Passage provided:
——————————

All of lore.kernel.org
 help / color / mirror / Atom feed
From: Russell Cattelan <cattelan@thebarn.com>
To: lachlan@sgi.com
Cc: xfs@oss.sgi.com
Subject: Re: REVIEW: Fix for incore extent corruption.
Date: Thu, 18 Sep 2008 14:34:50 -0700	[thread overview]
Message-ID: <48D2C97A.1070703@thebarn.com> (raw)
In-Reply-To: <48D218AE.9090400@sgi.com>

Lachlan McIlroy wrote:
> Russell, this fixes xfs_iext_irec_compact_full().  If we don't move
> all the records from the next page into the current page then we need
> to update the er_extoff of the modified page as we move the remaining
> extents up.  Would you mind giving it a go?

——————————

Supplied material:

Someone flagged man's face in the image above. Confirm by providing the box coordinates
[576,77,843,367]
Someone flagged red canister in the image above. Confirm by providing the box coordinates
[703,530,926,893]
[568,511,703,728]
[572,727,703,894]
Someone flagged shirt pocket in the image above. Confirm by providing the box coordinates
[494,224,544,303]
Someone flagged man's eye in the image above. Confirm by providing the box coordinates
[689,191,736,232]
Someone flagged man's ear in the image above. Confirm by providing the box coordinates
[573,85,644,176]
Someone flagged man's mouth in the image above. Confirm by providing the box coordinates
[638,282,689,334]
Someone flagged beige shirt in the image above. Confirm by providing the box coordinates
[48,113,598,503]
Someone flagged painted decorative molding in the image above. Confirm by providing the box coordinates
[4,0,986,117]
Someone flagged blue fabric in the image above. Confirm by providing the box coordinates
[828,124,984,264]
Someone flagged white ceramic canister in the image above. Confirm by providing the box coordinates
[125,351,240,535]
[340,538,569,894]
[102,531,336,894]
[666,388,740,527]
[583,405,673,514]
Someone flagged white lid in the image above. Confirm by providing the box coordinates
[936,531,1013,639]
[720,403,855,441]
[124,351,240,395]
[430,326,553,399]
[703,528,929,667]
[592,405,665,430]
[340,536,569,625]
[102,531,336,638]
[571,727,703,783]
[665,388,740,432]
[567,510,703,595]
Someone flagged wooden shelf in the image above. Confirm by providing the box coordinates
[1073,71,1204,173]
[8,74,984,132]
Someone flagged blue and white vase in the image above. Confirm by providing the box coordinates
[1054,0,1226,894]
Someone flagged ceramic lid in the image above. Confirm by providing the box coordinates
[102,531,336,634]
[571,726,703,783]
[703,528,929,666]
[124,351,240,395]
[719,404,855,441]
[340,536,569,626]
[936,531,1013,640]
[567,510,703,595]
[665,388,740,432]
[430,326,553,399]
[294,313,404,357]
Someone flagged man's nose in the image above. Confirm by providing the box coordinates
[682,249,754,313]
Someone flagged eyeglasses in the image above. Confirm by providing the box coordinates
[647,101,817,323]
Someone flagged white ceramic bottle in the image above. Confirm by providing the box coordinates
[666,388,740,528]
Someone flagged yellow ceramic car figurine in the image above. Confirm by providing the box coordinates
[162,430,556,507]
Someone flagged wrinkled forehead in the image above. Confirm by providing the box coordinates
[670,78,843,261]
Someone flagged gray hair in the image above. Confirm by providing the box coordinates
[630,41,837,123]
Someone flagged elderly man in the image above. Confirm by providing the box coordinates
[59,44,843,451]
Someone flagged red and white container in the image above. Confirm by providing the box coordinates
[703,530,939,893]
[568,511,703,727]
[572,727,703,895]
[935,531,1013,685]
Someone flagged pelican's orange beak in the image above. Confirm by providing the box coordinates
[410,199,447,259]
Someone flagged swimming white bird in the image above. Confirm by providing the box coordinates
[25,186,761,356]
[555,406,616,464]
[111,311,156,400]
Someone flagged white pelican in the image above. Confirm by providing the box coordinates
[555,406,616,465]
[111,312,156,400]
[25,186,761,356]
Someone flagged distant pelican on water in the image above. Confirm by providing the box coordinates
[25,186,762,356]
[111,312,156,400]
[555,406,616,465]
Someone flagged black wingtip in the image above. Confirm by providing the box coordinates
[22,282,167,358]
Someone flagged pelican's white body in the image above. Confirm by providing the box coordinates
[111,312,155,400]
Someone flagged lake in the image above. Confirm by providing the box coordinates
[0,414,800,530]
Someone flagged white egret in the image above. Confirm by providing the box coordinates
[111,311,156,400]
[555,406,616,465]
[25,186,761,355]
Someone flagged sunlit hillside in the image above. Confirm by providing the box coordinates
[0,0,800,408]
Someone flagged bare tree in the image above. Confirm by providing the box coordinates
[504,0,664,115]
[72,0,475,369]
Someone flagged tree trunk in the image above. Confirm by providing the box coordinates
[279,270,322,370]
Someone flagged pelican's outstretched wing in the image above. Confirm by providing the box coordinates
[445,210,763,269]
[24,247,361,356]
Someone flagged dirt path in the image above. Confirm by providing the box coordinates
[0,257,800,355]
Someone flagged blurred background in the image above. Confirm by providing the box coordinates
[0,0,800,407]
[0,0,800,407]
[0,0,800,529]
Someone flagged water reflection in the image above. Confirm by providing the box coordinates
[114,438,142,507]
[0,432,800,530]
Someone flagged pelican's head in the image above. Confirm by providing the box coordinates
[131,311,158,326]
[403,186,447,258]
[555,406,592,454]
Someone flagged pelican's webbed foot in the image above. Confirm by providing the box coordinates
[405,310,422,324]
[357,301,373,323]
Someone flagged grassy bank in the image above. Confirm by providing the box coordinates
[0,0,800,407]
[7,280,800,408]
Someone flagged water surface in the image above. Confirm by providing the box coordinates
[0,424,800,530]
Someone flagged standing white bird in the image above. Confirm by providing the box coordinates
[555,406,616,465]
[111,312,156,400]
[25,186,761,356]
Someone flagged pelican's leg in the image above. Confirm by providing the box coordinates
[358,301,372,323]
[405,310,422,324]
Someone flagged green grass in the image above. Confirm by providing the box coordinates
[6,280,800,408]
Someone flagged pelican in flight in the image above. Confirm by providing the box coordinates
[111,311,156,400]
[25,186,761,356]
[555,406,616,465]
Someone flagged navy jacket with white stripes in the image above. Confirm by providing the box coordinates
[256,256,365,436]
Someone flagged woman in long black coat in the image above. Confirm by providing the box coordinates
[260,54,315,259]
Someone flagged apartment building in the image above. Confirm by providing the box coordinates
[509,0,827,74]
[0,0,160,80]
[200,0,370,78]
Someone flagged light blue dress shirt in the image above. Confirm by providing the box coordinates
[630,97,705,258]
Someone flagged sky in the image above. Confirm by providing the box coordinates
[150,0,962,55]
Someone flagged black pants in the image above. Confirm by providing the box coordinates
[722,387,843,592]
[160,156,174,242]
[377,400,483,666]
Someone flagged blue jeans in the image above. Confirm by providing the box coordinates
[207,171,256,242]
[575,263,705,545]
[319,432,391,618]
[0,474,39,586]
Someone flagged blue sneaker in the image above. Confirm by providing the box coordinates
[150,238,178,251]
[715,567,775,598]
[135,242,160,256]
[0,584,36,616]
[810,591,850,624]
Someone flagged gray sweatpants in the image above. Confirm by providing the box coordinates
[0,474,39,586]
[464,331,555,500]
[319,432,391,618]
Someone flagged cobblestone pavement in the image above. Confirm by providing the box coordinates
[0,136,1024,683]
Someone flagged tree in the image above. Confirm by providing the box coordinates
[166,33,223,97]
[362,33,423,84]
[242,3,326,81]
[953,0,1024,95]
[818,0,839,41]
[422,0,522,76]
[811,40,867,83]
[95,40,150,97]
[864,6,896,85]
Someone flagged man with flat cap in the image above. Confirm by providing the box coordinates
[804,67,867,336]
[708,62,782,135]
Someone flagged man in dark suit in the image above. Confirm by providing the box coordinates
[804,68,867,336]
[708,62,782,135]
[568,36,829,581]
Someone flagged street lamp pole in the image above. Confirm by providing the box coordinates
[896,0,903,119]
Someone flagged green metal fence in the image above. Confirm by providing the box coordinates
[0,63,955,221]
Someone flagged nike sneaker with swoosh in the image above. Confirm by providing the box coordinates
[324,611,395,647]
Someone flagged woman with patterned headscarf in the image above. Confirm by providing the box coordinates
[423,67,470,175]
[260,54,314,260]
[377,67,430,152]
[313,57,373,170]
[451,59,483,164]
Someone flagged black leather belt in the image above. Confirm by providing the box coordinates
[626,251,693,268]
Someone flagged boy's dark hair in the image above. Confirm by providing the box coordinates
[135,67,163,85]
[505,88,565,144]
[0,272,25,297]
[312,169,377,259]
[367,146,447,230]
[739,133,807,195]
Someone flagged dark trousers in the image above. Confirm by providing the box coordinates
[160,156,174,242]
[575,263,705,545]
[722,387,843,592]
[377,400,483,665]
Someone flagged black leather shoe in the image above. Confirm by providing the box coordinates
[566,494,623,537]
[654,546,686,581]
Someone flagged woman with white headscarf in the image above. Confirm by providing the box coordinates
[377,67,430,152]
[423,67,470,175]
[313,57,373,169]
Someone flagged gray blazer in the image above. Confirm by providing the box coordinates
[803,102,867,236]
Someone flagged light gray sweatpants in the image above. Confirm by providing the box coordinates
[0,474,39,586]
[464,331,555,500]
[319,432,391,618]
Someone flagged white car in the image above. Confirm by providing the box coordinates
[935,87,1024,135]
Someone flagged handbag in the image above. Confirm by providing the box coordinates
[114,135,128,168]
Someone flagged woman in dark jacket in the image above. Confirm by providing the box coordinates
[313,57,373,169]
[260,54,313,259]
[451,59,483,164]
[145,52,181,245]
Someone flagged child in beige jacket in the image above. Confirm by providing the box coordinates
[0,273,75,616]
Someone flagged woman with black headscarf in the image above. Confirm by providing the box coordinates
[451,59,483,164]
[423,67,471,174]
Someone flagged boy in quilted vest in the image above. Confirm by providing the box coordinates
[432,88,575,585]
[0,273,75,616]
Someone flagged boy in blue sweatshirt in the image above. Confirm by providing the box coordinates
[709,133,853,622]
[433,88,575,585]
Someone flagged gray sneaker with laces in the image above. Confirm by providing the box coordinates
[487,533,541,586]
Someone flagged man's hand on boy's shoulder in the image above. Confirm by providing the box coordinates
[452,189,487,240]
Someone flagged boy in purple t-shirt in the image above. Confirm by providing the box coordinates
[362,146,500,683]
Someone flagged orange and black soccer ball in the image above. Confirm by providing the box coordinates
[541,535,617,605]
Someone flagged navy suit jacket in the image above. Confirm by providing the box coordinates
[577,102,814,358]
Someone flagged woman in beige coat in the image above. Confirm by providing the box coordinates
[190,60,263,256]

——————————

Task requirements:
• A. Set down, word for word, the stretch of the mailing-list message from "In-Reply-To: <48D218AE.9090400@sgi.com>" through "giving it a go?".
• B. From the listing, extract the stretch from the line that contains "Someone flagged bare" through the line that contains "[0,432,800,530]". Reproduce only those lines, unchanged.
The listing has no connection to the mailing-list message.

Results by task:
• A.
In-Reply-To: <48D218AE.9090400@sgi.com>

Lachlan McIlroy wrote:
> Russell, this fixes xfs_iext_irec_compact_full().  If we don't move
> all the records from the next page into the current page then we need
> to update the er_extoff of the modified page as we move the remaining
> extents up.  Would you mind giving it a go?

• B.
Someone flagged bare tree in the image above. Confirm by providing the box coordinates
[504,0,664,115]
[72,0,475,369]
Someone flagged tree trunk in the image above. Confirm by providing the box coordinates
[279,270,322,370]
Someone flagged pelican's outstretched wing in the image above. Confirm by providing the box coordinates
[445,210,763,269]
[24,247,361,356]
Someone flagged dirt path in the image above. Confirm by providing the box coordinates
[0,257,800,355]
Someone flagged blurred background in the image above. Confirm by providing the box coordinates
[0,0,800,407]
[0,0,800,407]
[0,0,800,529]
Someone flagged water reflection in the image above. Confirm by providing the box coordinates
[114,438,142,507]
[0,432,800,530]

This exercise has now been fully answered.